A necessidade de dominar a Eurásia
A premissa básica de “O Grande Tabuleiro de Xadrez” é descrita na introdução:
- com o colapso da União Soviética, os Estados Unidos são a única potência global
- A Europa e a Ásia (Eurásia) juntas têm a maior área de terra, população e economia
- Os EUA devem controlar a Eurásia e impedir que outro país desafie o domínio dos EUA
Brzezinski resume a situação:
“A América é agora a única superpotência global e a Eurásia é a arena central do globo.” Ele acrescenta: “É imperativo que nenhum desafiante eurasiano surja, capaz de dominar a Eurásia e, assim, desafiar a América”.
O livro examina as diferentes nações da Eurásia, do Japão, no leste, ao Reino Unido, no oeste. Toda a massa de terra da Europa e da Ásia é coberta. Este é o “grande tabuleiro de xadrez” e Brzezinski analisa como os EUA devem “jogar” diferentes peças no tabuleiro para manter os rivais em potencial e os EUA no controle.
A influência de Brzezinski
Brzezinski era um conselheiro de segurança nacional muito poderoso do presidente Carter. Antes disso, fundou a Comissão Trilateral. Mais tarde, ele ensinou Madeleine Albright e muitas outras figuras-chave da política externa dos EUA.

DADOS APRESENTADOS:
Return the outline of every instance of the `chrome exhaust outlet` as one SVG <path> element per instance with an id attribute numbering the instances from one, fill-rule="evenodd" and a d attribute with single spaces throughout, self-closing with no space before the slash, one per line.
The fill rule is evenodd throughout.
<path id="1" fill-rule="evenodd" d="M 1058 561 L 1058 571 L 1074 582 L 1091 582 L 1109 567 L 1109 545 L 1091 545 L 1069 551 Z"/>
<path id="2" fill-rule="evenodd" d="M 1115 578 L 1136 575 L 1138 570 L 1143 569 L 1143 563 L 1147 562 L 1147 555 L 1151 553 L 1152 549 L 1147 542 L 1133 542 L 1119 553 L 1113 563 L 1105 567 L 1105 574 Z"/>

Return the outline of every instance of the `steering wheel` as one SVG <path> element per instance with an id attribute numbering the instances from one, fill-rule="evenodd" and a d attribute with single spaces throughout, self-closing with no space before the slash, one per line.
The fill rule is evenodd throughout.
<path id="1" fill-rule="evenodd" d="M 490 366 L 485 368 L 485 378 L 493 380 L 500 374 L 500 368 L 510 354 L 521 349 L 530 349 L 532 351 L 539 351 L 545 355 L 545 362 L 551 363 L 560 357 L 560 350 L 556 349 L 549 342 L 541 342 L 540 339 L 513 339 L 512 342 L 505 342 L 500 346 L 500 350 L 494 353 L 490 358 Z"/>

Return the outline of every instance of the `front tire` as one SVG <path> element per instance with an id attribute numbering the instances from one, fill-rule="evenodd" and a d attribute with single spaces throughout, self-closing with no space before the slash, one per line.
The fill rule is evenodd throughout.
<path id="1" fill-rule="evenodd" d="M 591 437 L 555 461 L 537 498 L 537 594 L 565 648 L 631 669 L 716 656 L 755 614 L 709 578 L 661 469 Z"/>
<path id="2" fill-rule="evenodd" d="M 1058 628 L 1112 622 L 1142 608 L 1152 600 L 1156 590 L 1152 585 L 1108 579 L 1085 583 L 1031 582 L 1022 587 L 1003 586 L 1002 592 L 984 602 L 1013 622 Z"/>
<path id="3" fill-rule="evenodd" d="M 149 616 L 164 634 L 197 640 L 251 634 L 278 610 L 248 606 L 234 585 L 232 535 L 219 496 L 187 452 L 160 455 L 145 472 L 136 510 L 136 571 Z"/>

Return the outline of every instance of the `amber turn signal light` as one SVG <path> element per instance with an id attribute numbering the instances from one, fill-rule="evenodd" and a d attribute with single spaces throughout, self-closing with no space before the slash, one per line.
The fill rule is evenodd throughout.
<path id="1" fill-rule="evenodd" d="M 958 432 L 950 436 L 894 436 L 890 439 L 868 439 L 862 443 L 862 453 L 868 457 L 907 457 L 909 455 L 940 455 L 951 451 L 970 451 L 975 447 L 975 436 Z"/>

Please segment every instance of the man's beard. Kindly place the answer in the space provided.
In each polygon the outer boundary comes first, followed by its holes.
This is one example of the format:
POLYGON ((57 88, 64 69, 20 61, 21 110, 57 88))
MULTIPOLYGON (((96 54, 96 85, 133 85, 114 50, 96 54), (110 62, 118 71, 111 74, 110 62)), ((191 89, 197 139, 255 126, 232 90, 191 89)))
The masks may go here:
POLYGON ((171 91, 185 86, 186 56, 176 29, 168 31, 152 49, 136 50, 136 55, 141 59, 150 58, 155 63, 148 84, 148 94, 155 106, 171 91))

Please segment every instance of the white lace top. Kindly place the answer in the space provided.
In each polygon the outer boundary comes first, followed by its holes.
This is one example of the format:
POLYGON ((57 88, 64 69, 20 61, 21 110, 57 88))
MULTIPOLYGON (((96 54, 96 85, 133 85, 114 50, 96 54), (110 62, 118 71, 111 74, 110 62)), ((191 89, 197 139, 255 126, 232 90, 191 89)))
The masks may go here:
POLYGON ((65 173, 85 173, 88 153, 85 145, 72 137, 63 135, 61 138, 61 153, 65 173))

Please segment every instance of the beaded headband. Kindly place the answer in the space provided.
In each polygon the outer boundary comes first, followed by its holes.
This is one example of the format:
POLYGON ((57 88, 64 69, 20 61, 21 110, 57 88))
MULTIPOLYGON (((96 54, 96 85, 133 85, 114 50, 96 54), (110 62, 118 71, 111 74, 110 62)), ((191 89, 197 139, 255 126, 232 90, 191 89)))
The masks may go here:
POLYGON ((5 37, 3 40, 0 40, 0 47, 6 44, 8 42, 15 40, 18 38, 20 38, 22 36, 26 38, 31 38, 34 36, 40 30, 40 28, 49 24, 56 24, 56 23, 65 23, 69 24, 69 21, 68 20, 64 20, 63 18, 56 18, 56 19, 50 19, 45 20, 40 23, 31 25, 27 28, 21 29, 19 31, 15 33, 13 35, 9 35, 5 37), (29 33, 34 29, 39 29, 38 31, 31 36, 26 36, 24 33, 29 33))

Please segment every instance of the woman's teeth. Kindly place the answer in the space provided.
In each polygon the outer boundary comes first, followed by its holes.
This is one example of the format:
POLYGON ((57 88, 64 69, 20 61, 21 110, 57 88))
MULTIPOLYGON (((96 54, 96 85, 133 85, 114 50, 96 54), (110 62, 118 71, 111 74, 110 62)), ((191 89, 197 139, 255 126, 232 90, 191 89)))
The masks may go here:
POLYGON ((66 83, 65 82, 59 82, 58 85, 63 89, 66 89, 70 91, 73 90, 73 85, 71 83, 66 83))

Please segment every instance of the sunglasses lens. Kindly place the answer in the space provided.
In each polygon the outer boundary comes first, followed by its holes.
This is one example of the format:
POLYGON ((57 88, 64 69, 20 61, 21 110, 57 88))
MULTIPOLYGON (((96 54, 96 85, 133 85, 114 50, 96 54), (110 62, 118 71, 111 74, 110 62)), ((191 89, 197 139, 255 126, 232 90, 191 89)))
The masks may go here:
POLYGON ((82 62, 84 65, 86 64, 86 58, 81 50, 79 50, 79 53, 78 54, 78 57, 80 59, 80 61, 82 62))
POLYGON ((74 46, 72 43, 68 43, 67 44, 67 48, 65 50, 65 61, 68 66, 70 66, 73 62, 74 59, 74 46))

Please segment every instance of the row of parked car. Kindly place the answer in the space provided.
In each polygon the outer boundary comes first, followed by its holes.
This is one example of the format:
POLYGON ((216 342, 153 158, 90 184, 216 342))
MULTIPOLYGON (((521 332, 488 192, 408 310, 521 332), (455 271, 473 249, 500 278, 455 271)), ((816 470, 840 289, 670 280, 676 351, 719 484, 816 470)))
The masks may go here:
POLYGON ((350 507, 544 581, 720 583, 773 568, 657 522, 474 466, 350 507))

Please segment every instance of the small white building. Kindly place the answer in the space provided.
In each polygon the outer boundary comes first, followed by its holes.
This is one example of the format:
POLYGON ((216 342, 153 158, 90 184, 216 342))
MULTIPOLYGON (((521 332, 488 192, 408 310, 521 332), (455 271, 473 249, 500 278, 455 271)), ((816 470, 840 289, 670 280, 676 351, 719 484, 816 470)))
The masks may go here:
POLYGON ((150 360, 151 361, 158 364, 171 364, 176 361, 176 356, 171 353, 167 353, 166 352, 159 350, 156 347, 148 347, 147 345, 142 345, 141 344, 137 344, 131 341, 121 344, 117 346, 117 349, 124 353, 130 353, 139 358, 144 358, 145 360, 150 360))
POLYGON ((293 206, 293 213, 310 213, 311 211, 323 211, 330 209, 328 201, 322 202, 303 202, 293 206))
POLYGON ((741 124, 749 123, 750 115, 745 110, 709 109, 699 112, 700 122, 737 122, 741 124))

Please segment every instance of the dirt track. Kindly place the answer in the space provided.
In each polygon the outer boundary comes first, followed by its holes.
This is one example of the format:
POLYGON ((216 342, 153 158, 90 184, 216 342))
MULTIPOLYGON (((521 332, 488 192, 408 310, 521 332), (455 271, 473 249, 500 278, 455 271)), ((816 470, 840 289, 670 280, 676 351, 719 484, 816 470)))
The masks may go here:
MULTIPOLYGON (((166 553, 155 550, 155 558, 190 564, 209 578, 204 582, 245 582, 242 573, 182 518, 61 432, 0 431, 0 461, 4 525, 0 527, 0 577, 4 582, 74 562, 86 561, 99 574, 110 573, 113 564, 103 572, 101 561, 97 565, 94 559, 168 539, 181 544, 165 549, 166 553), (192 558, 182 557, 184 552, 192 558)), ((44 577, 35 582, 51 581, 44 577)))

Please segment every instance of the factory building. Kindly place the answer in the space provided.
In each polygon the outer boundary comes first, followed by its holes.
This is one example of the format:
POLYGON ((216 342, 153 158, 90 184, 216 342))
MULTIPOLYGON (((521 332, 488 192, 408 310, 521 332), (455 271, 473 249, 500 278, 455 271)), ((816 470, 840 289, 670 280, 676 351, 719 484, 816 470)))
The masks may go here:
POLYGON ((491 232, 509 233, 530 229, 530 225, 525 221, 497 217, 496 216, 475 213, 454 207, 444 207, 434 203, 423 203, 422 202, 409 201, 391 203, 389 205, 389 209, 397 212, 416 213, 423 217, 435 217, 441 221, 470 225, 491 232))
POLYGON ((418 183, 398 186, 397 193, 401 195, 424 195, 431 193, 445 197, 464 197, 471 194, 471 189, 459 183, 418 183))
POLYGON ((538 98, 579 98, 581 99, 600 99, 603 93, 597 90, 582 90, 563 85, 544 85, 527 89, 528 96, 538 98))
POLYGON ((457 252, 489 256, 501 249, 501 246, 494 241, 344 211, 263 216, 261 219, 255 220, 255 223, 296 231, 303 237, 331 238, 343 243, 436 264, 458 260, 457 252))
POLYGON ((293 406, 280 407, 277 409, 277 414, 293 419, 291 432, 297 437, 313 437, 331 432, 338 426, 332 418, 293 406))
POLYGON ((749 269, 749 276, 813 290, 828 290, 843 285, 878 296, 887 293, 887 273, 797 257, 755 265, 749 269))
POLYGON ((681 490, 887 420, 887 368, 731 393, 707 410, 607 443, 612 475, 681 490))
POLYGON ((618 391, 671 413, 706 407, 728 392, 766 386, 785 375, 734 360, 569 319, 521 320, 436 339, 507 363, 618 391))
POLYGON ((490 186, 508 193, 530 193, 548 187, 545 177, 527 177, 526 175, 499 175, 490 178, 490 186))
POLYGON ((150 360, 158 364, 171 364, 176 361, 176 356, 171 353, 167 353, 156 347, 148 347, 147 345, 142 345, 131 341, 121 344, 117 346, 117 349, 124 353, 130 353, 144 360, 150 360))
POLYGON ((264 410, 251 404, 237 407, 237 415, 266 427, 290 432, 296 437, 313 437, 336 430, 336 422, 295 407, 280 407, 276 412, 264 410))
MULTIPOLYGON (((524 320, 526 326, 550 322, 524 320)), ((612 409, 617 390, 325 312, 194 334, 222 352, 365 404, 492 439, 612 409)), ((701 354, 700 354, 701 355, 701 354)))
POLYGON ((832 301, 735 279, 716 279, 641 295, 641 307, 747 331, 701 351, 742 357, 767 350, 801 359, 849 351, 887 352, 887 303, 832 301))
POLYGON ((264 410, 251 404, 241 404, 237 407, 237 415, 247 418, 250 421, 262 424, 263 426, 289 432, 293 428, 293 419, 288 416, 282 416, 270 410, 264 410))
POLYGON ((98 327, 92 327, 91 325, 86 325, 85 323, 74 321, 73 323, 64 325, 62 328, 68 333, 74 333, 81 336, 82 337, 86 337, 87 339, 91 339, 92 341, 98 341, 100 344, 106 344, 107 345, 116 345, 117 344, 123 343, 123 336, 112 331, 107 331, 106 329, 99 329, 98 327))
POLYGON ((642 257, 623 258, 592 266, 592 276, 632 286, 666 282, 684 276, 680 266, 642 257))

OBJETIVO: Com base no trecho, explique, por favor, por que os Estados Unidos devem controlar a Eurásia. Responda em uma a três frases.

RESPOSTA: Com o colapso da União Soviética, os Estados Unidos tornaram-se a única potência global, e a Eurásia, que reúne a maior área de terra, população e economia, é a arena central do globo. Por isso, os EUA precisam impedir que surja um desafiante eurasiano capaz de dominar a Eurásia e, assim, desafiar a América.